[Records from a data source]

· · ·

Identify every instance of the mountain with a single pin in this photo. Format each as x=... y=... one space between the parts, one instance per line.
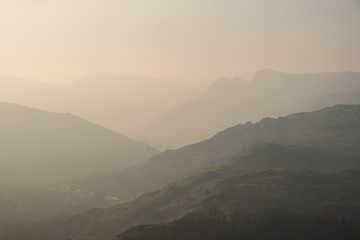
x=266 y=224
x=41 y=147
x=227 y=102
x=300 y=178
x=332 y=128
x=120 y=103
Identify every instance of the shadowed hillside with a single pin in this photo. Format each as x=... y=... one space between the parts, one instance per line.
x=227 y=102
x=335 y=128
x=42 y=147
x=251 y=181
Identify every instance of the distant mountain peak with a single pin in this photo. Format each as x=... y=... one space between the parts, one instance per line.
x=225 y=84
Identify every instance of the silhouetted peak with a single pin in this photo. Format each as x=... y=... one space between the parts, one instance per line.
x=225 y=84
x=268 y=74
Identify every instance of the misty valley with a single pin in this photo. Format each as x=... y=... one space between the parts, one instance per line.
x=277 y=157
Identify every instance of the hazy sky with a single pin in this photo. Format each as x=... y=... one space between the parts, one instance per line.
x=62 y=40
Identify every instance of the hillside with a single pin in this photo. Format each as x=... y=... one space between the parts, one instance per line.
x=262 y=176
x=335 y=128
x=43 y=147
x=120 y=103
x=227 y=102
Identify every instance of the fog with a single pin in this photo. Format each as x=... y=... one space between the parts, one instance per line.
x=61 y=41
x=202 y=119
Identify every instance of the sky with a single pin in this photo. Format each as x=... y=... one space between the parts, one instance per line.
x=62 y=40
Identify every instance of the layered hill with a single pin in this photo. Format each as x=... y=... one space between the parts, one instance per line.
x=335 y=128
x=41 y=147
x=120 y=103
x=227 y=102
x=262 y=176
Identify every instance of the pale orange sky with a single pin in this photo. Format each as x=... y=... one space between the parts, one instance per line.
x=62 y=40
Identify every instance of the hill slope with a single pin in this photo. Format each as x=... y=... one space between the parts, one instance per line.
x=38 y=147
x=335 y=128
x=229 y=102
x=252 y=180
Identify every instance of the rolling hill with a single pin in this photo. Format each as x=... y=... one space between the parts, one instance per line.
x=259 y=177
x=227 y=102
x=333 y=128
x=42 y=147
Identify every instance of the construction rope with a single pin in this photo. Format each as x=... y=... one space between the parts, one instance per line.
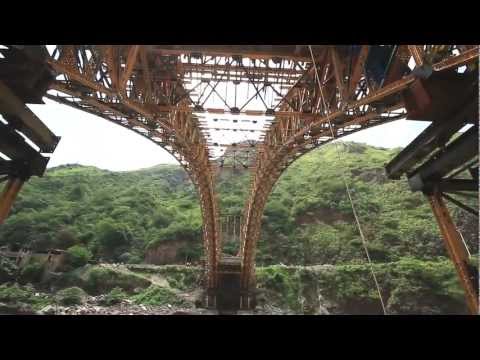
x=357 y=221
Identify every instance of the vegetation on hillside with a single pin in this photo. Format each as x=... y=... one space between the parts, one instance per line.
x=118 y=216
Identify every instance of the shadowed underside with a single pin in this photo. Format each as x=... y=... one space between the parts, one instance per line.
x=155 y=91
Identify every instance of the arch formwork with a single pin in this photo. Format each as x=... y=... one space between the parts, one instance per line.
x=348 y=100
x=116 y=83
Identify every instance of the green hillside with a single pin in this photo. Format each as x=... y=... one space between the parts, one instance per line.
x=308 y=222
x=308 y=219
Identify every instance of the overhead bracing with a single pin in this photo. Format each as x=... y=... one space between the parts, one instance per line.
x=151 y=90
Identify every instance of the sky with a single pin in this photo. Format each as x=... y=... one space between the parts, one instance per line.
x=90 y=140
x=87 y=139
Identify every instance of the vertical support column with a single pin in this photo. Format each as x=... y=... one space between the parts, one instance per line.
x=12 y=188
x=456 y=249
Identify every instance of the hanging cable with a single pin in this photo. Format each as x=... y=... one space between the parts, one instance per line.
x=364 y=242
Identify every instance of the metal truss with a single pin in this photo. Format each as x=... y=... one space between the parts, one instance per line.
x=352 y=101
x=158 y=92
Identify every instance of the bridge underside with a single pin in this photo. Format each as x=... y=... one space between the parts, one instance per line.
x=319 y=93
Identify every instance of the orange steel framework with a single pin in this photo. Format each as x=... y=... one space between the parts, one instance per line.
x=146 y=89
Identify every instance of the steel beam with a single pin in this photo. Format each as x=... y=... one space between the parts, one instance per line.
x=453 y=156
x=10 y=192
x=434 y=136
x=456 y=250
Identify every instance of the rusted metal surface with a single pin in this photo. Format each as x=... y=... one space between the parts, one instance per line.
x=290 y=137
x=10 y=192
x=158 y=92
x=456 y=249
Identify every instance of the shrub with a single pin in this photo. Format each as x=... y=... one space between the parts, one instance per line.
x=71 y=296
x=31 y=273
x=114 y=297
x=7 y=269
x=78 y=256
x=17 y=295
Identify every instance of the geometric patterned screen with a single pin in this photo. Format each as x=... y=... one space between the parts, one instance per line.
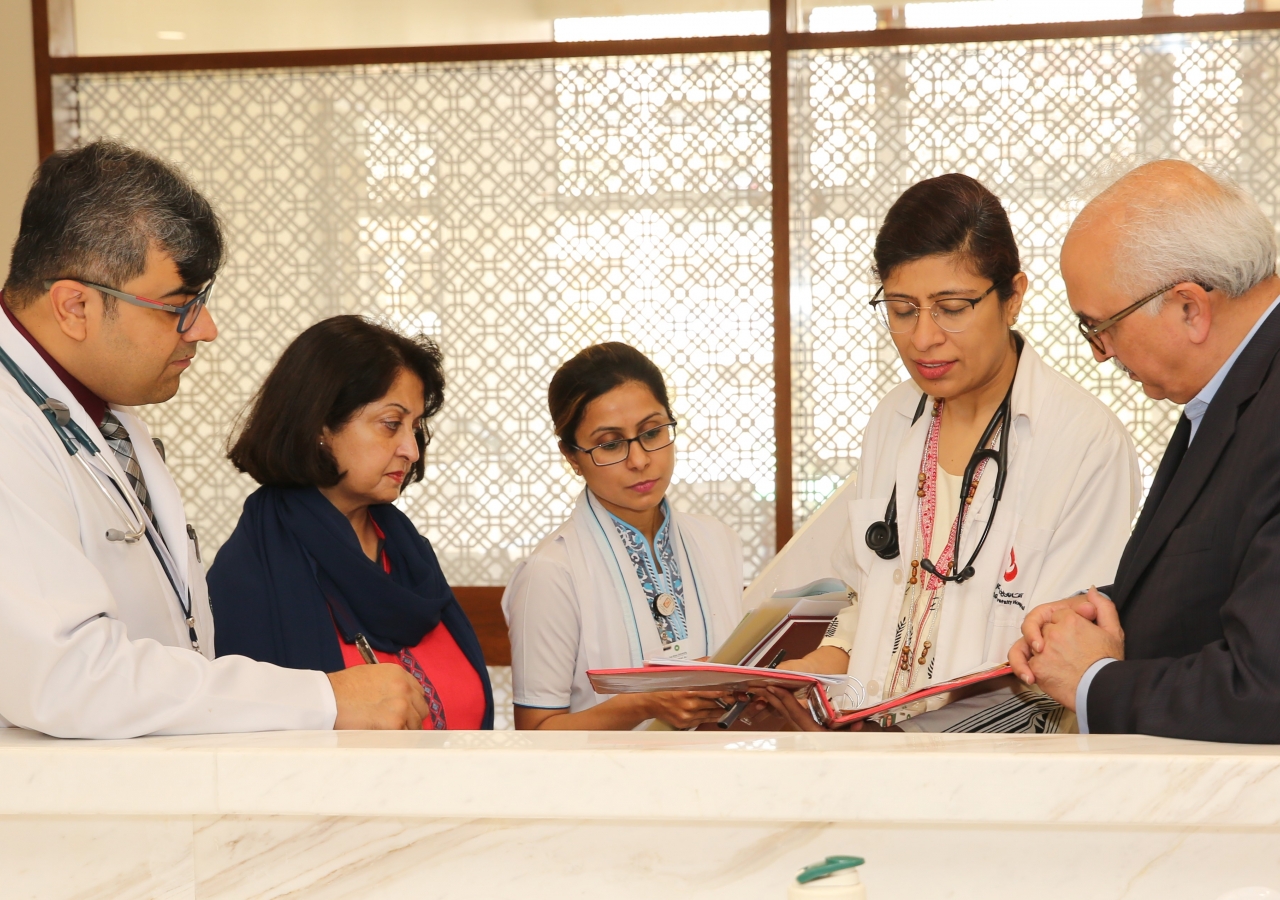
x=1031 y=119
x=516 y=211
x=521 y=210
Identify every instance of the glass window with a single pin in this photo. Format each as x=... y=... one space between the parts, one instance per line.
x=124 y=27
x=671 y=24
x=517 y=213
x=828 y=16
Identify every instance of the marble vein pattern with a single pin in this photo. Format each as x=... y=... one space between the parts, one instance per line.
x=535 y=816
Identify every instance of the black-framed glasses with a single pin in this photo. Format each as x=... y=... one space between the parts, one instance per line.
x=952 y=314
x=612 y=452
x=187 y=314
x=1093 y=333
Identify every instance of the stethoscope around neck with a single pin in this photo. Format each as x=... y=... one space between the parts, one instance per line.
x=882 y=535
x=74 y=438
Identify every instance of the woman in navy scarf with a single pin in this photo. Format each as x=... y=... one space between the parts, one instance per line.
x=321 y=570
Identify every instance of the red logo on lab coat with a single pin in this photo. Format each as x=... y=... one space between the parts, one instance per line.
x=1011 y=572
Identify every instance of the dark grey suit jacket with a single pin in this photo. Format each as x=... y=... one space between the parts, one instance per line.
x=1198 y=585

· · ·

→ About this task
An answer that restates all the entries exactly and drops the images is what is needed.

→ Problem solution
Identify every instance of the mountain with a single pin in this photo. Format each as x=... y=... one space between the parts, one instance per line.
x=266 y=224
x=41 y=147
x=227 y=102
x=300 y=178
x=332 y=128
x=120 y=103
Identify every instance of the shadowed hillside with a single pin in this photo. Format each as x=... y=... one space between the parts, one instance per line.
x=227 y=102
x=335 y=128
x=42 y=147
x=251 y=181
Identify every instance of the distant mountain peak with a single pin in this photo. Format each as x=... y=... one space between the parts, one instance per line.
x=225 y=84
Identify every instance of the silhouetted peak with a single pin in this photo. Format each as x=... y=... one space between the parts, one instance per line.
x=225 y=84
x=268 y=74
Identify every instance of the misty valley with a single pin in this photo. Format each as x=... y=... one space between the parts, one instance per line.
x=277 y=157
Identify every instance of the hazy sky with a single pin in this photo. Format each as x=... y=... one space between the parts, one instance per line.
x=62 y=40
Identify every instance of the hillside with a single pin in this photo. Format each as x=... y=... one space between the parts, one instance per line.
x=262 y=176
x=335 y=128
x=43 y=147
x=120 y=103
x=227 y=102
Identify every instance of the fog with a single pin in this photo. Format each as x=... y=... one space between the parts, one instance per line.
x=61 y=41
x=202 y=119
Identify every instance of the sky with a single pin in this photo. Format each as x=... y=... one space between the parts, one instance per line.
x=62 y=40
Identify every instance of the layered hill with a single pin in this photo. Format each as x=... y=... one space between the parts, one instance per line.
x=335 y=128
x=41 y=147
x=120 y=103
x=227 y=102
x=262 y=176
Identify every instance of the pale orange sky with a single pin in this photo. Format each as x=... y=... one space between the parts, one instance per line.
x=62 y=40
Identify every instance of the hill slope with a single pin in this photo. Format each as x=... y=... one space between the parts, one instance per line.
x=38 y=147
x=335 y=128
x=229 y=102
x=252 y=180
Identify every instance of the rolling hill with a single pin in this photo. Format each as x=... y=... one space between the parts, one instance per line.
x=259 y=177
x=227 y=102
x=333 y=128
x=42 y=147
Identify every instance of the construction rope with a single pin in this photo. Format each as x=... y=... one space between the parts, one instance per line.
x=357 y=221
Identify every instance of the vegetation on hillside with a single pin in this photo. Format each as x=... y=... one space between the parts, one instance per line.
x=118 y=216
Identify every instance of the shadowed underside with a single pin in this photo. Format each as x=... y=... one space between the parts, one instance per line.
x=155 y=91
Identify every instance of the arch formwork with a single pin in this photo. Format each as x=... y=... one space between the parts, one instance per line.
x=348 y=100
x=116 y=83
Identify every instance of the green hillside with a single pin in this photo. Format each as x=... y=... one space between the parts, one instance per line.
x=308 y=222
x=308 y=219
Identify every instance of the overhead bracing with a single pin in this photo. Format each as x=... y=... one space between the parts, one instance per line.
x=151 y=90
Identify every instance of the sky with a single pin in this photo. Format each as x=... y=... one space between the parts, one instance per line.
x=90 y=140
x=87 y=139
Identify every instance of the vertical support column with a single pin in this photo. Format each as x=... y=... one space between the parts, one instance per line.
x=12 y=188
x=456 y=249
Identify every instance of the hanging cable with a single pin in this photo. Format each as x=... y=... one space between the parts, one instance per line.
x=364 y=242
Identify every instance of the metal truss with a single pin in this photo. Format each as x=... y=... one space between the parts, one instance per line.
x=352 y=101
x=158 y=92
Identify every instance of the bridge underside with a single pin in this photo. Format each as x=... y=... one space between the parts, one instance per line.
x=319 y=93
Identify every instance of the orange steel framework with a single pin in this photo. Format each as x=... y=... one space between the parts, one instance per line.
x=146 y=89
Identify every instance of the steel beam with a single pin in this photo. Format each as x=... y=... one space between the parts, one instance per line.
x=453 y=156
x=10 y=192
x=434 y=136
x=456 y=250
Identify every instance of the rusted metal surface with a single pin in this photo. Format each as x=... y=... one space between the parts, one instance per line.
x=290 y=137
x=10 y=192
x=158 y=92
x=456 y=249
Identify every instance of the shrub with a single pin in this photo. Format each as x=... y=... one space between the parts, one instance per line.
x=71 y=296
x=31 y=273
x=114 y=297
x=7 y=269
x=78 y=256
x=17 y=295
Identify every instance of the geometric patterned screen with a single pin in this photo. Format each as x=... y=... one space between the parts, one instance per line.
x=1031 y=119
x=516 y=211
x=521 y=210
Identify every instance of the glass window with a single pin in this photo. Format each as x=... y=... one space between the parts, one instance per line.
x=124 y=27
x=671 y=24
x=517 y=213
x=828 y=16
Identify every instance of the marble vein pattern with a single pin in this photo. Format each as x=... y=... one space between the parts, one instance per line.
x=535 y=816
Identify every instance of the black-framed glasses with a single pin in this photo. Format each as x=... y=... one space between the parts, one instance per line.
x=952 y=314
x=612 y=452
x=187 y=314
x=1093 y=333
Identify every instance of the stethoscope around neck with a single pin in this photo. Format each as x=... y=... one space between the parts, one instance per line.
x=882 y=535
x=74 y=438
Identify every instance of the woman in navy scarf with a single pin in this photo. Format each as x=... y=... one space between the parts, one instance per line.
x=321 y=570
Identify every instance of the red logo on lab coat with a single pin in this photo. Format each as x=... y=... one space between the parts, one instance per line.
x=1011 y=572
Identify every instance of the dark grey suit jacket with a single pin in this photo. Format each as x=... y=... one space between the parts, one instance per line.
x=1198 y=585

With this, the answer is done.